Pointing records
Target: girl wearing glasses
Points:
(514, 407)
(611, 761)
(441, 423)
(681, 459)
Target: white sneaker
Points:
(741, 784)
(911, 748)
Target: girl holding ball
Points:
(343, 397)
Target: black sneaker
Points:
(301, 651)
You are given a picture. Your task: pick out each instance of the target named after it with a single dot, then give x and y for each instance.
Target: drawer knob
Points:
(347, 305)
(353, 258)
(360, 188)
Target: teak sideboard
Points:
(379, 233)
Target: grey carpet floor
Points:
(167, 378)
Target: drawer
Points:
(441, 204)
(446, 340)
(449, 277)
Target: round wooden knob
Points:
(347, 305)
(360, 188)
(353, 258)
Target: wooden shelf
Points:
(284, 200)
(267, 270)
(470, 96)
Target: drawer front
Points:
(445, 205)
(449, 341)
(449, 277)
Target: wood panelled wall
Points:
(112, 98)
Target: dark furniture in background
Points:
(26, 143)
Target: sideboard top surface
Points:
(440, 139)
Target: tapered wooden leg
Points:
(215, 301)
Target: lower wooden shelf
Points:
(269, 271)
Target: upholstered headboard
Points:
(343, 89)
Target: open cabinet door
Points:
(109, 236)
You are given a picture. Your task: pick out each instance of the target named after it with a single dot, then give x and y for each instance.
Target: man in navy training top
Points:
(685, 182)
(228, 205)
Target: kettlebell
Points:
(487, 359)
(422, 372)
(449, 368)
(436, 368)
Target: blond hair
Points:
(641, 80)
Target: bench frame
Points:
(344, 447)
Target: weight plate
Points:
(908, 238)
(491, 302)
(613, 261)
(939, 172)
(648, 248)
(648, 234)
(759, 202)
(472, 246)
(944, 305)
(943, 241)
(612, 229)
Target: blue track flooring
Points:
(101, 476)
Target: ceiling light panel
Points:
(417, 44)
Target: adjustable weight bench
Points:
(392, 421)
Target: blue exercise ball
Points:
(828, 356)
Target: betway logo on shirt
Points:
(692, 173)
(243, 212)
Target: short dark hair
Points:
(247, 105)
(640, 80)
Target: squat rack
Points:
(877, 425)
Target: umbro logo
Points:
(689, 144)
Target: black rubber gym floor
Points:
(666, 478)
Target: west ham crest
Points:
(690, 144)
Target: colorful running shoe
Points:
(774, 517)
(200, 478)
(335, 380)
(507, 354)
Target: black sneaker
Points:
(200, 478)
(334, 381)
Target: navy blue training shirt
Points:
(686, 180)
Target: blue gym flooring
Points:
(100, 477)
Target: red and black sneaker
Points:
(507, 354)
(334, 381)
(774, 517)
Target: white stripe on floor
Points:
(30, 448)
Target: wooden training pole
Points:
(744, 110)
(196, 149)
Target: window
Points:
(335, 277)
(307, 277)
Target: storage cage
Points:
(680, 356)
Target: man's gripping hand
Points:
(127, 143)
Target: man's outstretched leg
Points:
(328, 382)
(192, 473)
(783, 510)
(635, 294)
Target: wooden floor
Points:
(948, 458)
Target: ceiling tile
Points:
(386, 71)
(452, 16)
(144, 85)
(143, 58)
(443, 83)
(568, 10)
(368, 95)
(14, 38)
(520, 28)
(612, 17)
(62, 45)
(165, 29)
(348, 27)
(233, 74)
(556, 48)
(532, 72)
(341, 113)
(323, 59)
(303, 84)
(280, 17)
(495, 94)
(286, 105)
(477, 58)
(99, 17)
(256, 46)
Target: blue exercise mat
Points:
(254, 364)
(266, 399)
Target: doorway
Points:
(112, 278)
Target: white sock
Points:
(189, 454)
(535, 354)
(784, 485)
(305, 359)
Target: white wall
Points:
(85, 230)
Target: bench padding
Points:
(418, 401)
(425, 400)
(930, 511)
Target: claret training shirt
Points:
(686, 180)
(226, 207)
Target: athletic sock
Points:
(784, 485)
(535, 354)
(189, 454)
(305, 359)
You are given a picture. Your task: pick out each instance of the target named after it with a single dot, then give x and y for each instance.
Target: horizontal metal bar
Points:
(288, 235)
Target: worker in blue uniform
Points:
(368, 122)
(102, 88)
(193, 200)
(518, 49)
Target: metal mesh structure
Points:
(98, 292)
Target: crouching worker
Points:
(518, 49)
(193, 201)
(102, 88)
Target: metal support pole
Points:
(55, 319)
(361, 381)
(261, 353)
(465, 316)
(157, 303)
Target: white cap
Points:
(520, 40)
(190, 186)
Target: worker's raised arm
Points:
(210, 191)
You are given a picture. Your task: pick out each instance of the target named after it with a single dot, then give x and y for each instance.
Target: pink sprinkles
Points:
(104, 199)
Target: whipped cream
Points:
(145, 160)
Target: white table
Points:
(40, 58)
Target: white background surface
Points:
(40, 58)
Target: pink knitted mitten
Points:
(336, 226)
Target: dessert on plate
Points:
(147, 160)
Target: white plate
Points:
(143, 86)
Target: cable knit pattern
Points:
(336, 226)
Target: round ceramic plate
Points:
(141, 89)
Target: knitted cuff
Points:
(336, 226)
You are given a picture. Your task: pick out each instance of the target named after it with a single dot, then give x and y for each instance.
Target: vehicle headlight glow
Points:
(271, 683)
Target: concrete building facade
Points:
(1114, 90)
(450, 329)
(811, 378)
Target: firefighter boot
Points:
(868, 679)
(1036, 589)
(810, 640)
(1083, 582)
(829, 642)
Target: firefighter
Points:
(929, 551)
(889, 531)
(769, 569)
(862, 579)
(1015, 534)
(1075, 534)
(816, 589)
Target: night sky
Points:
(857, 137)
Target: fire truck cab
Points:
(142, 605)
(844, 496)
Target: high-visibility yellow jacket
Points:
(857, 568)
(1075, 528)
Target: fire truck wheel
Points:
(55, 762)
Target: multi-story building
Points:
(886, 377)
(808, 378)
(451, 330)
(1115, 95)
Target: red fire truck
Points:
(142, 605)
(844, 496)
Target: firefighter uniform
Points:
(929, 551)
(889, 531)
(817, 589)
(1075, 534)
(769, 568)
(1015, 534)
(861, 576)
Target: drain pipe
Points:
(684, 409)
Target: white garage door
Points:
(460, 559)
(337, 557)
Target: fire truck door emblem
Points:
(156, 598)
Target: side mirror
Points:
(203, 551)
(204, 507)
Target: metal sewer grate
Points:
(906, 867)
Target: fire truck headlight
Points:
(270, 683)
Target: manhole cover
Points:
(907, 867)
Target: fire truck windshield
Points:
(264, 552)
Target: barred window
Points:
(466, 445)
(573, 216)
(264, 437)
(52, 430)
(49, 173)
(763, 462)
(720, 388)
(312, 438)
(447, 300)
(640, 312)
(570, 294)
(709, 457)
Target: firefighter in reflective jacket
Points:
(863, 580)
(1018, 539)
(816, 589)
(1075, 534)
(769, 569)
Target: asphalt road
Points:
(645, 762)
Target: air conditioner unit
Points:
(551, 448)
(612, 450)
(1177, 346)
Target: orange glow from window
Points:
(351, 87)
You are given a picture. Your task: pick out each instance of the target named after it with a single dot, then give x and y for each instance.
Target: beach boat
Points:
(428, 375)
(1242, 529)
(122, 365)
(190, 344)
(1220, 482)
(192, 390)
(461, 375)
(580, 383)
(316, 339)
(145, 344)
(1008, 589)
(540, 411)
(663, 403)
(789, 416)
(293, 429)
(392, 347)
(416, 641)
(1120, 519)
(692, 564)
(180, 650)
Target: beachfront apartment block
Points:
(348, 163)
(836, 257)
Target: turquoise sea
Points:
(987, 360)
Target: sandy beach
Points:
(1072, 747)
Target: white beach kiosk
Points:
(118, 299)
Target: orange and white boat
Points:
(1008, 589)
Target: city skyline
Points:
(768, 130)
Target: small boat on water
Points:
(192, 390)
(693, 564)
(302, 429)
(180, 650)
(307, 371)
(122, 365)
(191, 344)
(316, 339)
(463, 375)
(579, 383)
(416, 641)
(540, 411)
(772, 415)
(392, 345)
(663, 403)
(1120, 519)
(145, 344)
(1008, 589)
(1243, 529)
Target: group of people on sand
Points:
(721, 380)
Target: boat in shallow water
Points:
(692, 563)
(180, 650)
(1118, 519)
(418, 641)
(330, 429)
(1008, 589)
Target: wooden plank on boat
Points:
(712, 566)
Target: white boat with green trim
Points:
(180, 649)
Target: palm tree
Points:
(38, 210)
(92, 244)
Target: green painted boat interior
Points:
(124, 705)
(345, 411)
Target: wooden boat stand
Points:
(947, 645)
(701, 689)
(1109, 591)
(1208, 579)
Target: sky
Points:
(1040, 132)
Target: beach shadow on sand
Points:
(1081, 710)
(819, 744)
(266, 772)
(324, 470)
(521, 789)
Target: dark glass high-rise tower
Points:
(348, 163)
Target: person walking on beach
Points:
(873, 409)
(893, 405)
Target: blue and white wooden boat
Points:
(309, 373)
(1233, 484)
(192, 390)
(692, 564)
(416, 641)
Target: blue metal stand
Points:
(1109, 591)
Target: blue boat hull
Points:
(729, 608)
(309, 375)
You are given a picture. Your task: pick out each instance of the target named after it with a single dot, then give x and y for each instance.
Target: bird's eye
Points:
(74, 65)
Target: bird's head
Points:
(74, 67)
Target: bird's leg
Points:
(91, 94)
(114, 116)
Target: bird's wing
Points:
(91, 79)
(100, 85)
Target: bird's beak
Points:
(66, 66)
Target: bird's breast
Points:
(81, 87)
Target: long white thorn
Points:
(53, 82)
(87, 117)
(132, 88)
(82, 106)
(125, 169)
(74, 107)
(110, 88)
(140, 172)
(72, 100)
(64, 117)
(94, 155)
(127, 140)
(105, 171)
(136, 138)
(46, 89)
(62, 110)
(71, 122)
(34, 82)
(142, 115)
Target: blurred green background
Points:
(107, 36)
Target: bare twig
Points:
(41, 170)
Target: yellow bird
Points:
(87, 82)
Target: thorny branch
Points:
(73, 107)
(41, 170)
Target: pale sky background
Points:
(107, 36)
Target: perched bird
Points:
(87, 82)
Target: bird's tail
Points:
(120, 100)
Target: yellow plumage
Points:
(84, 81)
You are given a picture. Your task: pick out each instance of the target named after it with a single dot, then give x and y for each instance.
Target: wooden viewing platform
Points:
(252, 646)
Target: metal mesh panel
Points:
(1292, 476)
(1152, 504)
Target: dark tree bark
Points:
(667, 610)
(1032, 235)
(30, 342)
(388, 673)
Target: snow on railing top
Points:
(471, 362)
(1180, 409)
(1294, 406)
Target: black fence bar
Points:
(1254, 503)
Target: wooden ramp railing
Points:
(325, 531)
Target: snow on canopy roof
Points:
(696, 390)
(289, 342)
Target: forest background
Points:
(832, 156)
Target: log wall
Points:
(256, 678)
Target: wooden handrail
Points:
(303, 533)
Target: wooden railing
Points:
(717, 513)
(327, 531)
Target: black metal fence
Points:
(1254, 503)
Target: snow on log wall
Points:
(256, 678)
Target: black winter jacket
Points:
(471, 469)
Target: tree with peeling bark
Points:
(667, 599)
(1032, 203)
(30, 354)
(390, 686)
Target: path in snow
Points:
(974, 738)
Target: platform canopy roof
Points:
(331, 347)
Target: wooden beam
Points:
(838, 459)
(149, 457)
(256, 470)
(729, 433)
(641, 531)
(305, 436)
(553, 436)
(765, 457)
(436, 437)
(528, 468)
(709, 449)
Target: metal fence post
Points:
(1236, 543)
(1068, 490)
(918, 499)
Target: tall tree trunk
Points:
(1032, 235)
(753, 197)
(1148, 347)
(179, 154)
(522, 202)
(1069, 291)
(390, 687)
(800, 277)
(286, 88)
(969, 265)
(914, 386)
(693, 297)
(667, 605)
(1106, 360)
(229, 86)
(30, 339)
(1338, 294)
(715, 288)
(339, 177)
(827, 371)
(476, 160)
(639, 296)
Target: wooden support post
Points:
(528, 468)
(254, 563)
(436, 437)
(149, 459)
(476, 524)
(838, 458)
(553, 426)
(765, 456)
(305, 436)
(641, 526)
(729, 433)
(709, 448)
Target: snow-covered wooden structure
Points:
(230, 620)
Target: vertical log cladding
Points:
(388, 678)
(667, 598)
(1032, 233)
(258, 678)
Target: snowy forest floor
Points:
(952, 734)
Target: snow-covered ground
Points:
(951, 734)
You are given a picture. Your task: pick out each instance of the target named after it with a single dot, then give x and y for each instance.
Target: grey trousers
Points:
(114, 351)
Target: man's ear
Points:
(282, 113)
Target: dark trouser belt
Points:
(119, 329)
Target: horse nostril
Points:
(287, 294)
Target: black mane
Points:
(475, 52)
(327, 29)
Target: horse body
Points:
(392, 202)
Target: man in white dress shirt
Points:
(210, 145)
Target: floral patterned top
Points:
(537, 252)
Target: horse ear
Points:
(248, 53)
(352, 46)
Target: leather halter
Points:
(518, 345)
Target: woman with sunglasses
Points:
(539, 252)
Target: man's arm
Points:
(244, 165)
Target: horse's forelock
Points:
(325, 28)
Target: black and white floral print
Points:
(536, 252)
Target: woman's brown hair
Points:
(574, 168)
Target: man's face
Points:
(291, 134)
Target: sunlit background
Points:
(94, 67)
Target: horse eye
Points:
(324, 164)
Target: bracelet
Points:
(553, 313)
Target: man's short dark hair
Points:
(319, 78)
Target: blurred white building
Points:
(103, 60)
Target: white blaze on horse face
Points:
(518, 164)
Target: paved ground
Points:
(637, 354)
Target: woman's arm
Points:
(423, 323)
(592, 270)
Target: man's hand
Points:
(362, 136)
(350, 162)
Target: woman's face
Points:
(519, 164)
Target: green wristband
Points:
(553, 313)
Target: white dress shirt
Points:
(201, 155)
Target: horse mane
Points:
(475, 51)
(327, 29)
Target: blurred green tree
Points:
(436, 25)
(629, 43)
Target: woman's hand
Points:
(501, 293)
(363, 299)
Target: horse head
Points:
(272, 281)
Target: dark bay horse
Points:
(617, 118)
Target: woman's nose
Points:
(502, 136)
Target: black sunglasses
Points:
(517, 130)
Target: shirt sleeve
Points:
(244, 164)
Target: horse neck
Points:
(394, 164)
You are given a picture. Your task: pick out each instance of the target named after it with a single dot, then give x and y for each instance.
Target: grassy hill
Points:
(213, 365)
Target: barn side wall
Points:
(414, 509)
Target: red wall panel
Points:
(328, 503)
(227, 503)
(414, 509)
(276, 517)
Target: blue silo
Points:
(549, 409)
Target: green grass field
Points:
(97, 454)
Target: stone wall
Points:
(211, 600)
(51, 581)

> **INSTRUCTIONS TO FOLLOW**: Output exactly the lines above, from the one holding "Target: dark trouser belt" through the end of the data, including the first and last.

> **FINISHED ANSWER**:
Target: dark trouser belt
Points:
(119, 329)
Target: horse nostril
Points:
(287, 294)
Target: black mane
Points:
(475, 52)
(327, 29)
Target: horse body
Points:
(392, 202)
Target: man in white dress shirt
Points:
(210, 145)
Target: floral patterned top
Points:
(537, 252)
Target: horse ear
Points:
(248, 53)
(352, 46)
Target: leather halter
Points:
(518, 345)
Target: woman with sunglasses
Points:
(539, 252)
Target: man's arm
Points:
(244, 165)
Target: horse's forelock
Points:
(325, 28)
Target: black and white floral print
Points:
(536, 252)
Target: woman's brown hair
Points:
(574, 168)
Target: man's face
Points:
(291, 134)
Target: sunlit background
Points:
(94, 67)
Target: horse eye
Points:
(324, 164)
Target: bracelet
Points:
(553, 313)
Target: man's short dark hair
Points:
(319, 78)
Target: blurred white building
Points:
(103, 60)
Target: white blaze on horse face
Points:
(518, 164)
Target: paved ground
Points:
(637, 354)
Target: woman's arm
Points:
(423, 323)
(592, 270)
Target: man's hand
Points:
(362, 136)
(350, 162)
Target: woman's face
Points:
(519, 164)
Target: green wristband
Points:
(553, 313)
Target: white dress shirt
Points:
(201, 155)
Target: horse mane
Points:
(475, 51)
(327, 29)
Target: blurred green tree
Points:
(436, 25)
(629, 43)
Target: woman's hand
Points:
(501, 293)
(363, 299)
Target: horse head
Points:
(272, 281)
Target: dark bay horse
Points:
(617, 118)
Target: woman's nose
Points:
(502, 136)
Target: black sunglasses
Points:
(517, 130)
Target: shirt sleeve
Points:
(244, 164)
Target: horse neck
Points:
(394, 164)
You are given a picture. Your task: pick out each instance of the target named after it with a single dot, then give x and y for each instance.
Target: grassy hill
Points:
(213, 365)
Target: barn side wall
Points:
(414, 509)
Target: red wall panel
Points:
(328, 503)
(227, 503)
(414, 509)
(276, 517)
Target: blue silo
Points:
(549, 409)
Target: green grass field
Points:
(97, 454)
Target: stone wall
Points:
(211, 600)
(51, 581)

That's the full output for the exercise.